### Object point labels
■ ■ ■ ■ ■
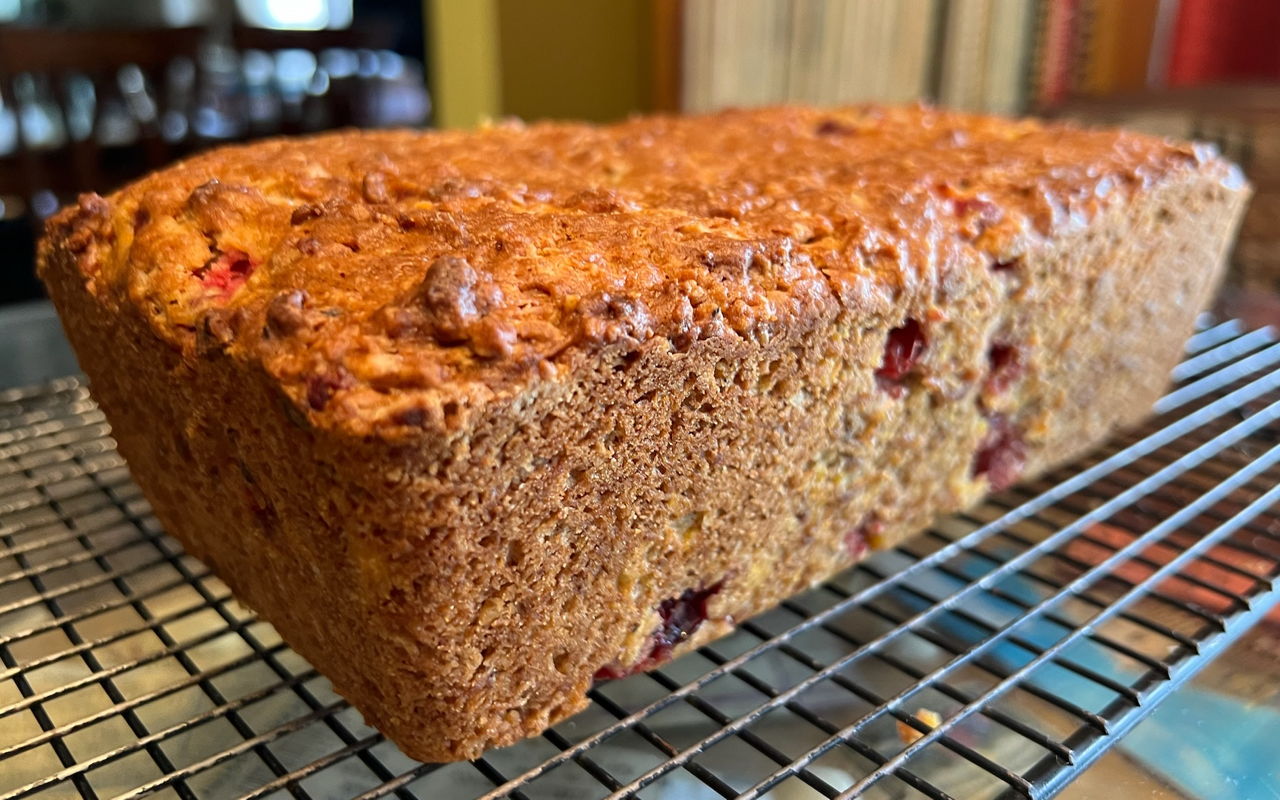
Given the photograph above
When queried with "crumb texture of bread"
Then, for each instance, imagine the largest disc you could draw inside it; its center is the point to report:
(476, 419)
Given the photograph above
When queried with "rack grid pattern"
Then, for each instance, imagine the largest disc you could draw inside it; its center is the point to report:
(995, 656)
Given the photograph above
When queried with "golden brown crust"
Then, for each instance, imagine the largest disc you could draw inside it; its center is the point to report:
(383, 275)
(712, 361)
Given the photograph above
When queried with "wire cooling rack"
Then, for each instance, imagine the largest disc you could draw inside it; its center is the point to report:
(995, 656)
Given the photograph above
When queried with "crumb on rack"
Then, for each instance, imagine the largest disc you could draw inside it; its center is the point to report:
(909, 735)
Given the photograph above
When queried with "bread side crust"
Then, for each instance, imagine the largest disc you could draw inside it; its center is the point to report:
(464, 592)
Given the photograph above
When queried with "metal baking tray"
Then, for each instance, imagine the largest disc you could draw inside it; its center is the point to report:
(997, 654)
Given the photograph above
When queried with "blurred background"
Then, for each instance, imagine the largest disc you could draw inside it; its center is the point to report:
(95, 92)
■ ■ ■ ■ ■
### TASK DIRECTIONS
Above are the records; reproduce them exactly and leave out the pictures.

### FINISHED TASK
Given the photograph above
When queried with "crumb texture of bread"
Then, for each instance, imagine the largest disc you could draw inside it; its center is the point to report:
(476, 419)
Given the photograph above
When queried with "rack grid pattern"
Then, for each instance, imagine the largest disc you could draw inside it; its center is the point to report:
(995, 656)
Given the photograph above
When queried with "golden brown crust"
Then, for each instance, imagine the largest disc you could draw inside it; its center is the point to report:
(383, 275)
(712, 361)
Given the photograph above
When queried with "wire cooling rack"
Then, for each instance, imagine the largest disc you could draw inside it; its center is the point to report:
(995, 656)
Given the photograph above
When queried with "crumb on rack"
Then, for each instance, imagine the largest disc you could draw inside it; its center is the point to report:
(909, 735)
Given the photograph above
When queried with "bread side crust"
Then, for each instance, imagine the largest disc you could draw inside it; its center is the point to report:
(464, 592)
Given the photograph above
When queried with "metal baking tray"
Then, for each instance, imagine the largest disc you could draw inside it; its center is the point to report:
(997, 654)
Given the photograph above
When queried with "blurred background"
Then, for each instance, imagine the largest disc you could draw inside it; its center is the point to report:
(95, 92)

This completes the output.